# WHAT YOU NEED TO DO:
Wherever a picture sits, omit it. Output the rest of the listing exactly.

# DATA FOR THIS EXERCISE:
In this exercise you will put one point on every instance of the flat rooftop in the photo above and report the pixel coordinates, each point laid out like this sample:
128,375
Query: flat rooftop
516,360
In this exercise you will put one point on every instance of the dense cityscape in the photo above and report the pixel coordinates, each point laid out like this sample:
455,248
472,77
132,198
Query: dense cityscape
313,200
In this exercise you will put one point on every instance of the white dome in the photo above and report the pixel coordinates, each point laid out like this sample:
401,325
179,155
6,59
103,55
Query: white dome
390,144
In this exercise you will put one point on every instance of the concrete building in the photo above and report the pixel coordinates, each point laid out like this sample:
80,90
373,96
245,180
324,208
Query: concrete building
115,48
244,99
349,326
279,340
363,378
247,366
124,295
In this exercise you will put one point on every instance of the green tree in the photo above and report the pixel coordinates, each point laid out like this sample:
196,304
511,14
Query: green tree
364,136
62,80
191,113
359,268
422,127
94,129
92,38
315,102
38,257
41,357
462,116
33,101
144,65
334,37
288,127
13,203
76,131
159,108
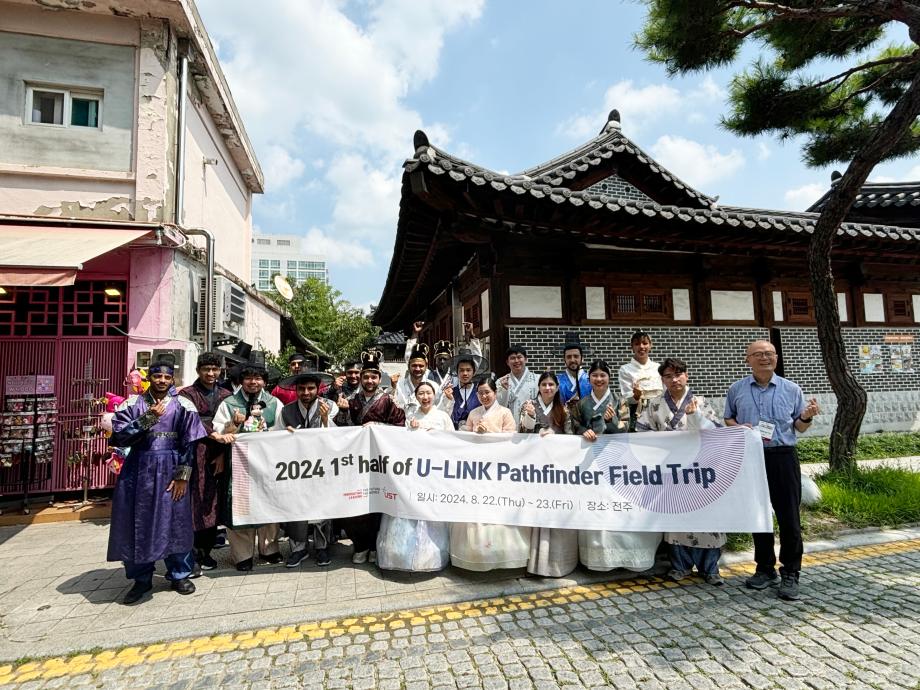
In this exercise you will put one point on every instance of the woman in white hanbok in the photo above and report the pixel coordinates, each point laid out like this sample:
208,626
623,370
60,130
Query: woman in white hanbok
597,414
480,546
416,545
553,552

# FINISHED EXERCISE:
In this exercise you will put one point on every instance of the flat rooftop in the photo above and report the pixel coordinates, each point laid out like this sample:
128,375
Query: flat rooftop
516,360
In this exercise you will put one point on every instance of the dense cityscape in the photo above and report the pixel coordinates, each point laid out like this sample:
455,248
472,77
132,198
Query: dense cityscape
313,200
In this exercise you will put one point on every instance of the white dome in the photo above and report the pixel coordinates, each point laid out like this sample:
401,325
179,155
6,59
103,55
Query: white dome
390,144
In this exercise you will put one point on every instance of the concrete building in the photo above and report the pixel coordinates, each point laid out like this sample:
80,90
373,96
245,180
324,208
Query: concrete building
115,48
244,99
349,326
279,340
363,378
247,366
124,295
In this exercise you will put one point on every instance of the green tree in the photo above and report the pixel coordinates, each point laid out like this sample:
196,304
511,14
Query: green tree
364,136
62,80
191,113
359,268
422,127
94,129
92,38
315,102
38,257
41,357
462,116
33,101
144,65
334,37
288,127
13,203
76,131
159,108
In this exercise you will put one point on every instance of the woman in white hanbok in the photo above and report the pixel coordinates, each point laid out like this sample:
208,626
623,370
60,130
Query: woman in white hanbok
597,414
480,546
416,545
553,552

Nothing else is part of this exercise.